A stout load is one that pushes the maximum recommended amount of powder used for a specific bullet weight.
Good suggestion above regarding a reloading manual. I have many.
Each bullet type as well as weight will have a specific recommended powder range. With every different powder used the range changes.
The last thing anyone wants is to overcharge a round and cause a catastrophic failure. 
Good luck, you will enjoy reloading. It won't save you any money, but you will be able to shoot more!


----------



## Smallmouth Crazy (Apr 4, 2006)

I think you can get the Rockchucker setup by RCBS for around $300 unless they have shot up like everything else, last time I seen them though they were a little less than 250 so I cant imagine them going up that much, I would work up to any of those loads you see in the manuals though, if you buy 2 or 3 of the manuals and look at each one you will see that what is a max load in one book is not in another...the other might have your max at a grain or two higher, I meant to PM you as well I seen a couple more boxes of 44s(same as you bought before) only problen is is that they are down at the Wally World on 664 right off 33 by Old Mans Cave.


----------



## BassBlaster (Jun 8, 2006)

Cool thanks for the heads up. I picked up a couple more boxes at the Wally World on South High.

The loader I'm questioning is not a press at all. Its a little hand kit designed for one caliber. Cabelas has it for 22 bucks and it has exceptional reviews. I was hoping someone here had used it before. I do plan to get a press at some point but I don't really have the extra room for a large setup right now. I'll try to post a link to what I am talking about so you can see what I'm talking about.


----------



## BassBlaster (Jun 8, 2006)

http://www.cabelas.com/cabelas/en/t...parentType=index&indexId=cat601233&hasJS=true


----------



## buckeyeguy (Aug 20, 2006)

Thats pretty spot on Smallmouth. I picked up the Rockchucker Supreme Kit at FinFeatherFur Outfitters in Ashland for $280. The kit includes everything you need except the dies, bullets, brass, primers and powder. 

BigV is right, components are going for a premium when you can find them. If you would be interested, here is what to expect pricewise:

1. Reloading kit: $280
2. Carbide Die set: $40 (you would want these for pistol rounds. They are self lubricating)
3. Powder: about $20-22 /lb. (Can cost less if you buy larger jugs)
4. Primers: $40 / 1000primers.
5. Brass: $27 / 100 pieces of .44
6. Bullets: $26 / 100 bullets of .44

The brass can obviously be re-used. 

Figure 7000 grains per lb of powder to help calculate costs.


----------



## buckeyeguy (Aug 20, 2006)

---------------

■ TASK TO COMPLETE: Rewrite the part of the reloading thread that begins at the words "A stout load" and stops after "(Apr 4, 2006)", putting "propellant" wherever "powder" appears.

---------------

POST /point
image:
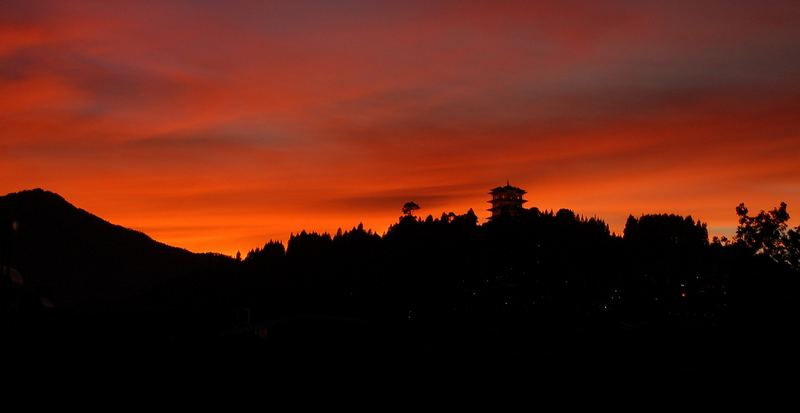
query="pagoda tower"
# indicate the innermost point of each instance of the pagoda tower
(507, 201)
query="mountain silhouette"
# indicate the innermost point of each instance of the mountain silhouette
(543, 288)
(71, 257)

---------------

■ FINISHED TASK:
A stout load is one that pushes the maximum recommended amount of propellant used for a specific bullet weight.
Good suggestion above regarding a reloading manual. I have many.
Each bullet type as well as weight will have a specific recommended propellant range. With every different propellant used the range changes.
The last thing anyone wants is to overcharge a round and cause a catastrophic failure. 
Good luck, you will enjoy reloading. It won't save you any money, but you will be able to shoot more!


----------



## Smallmouth Crazy (Apr 4, 2006)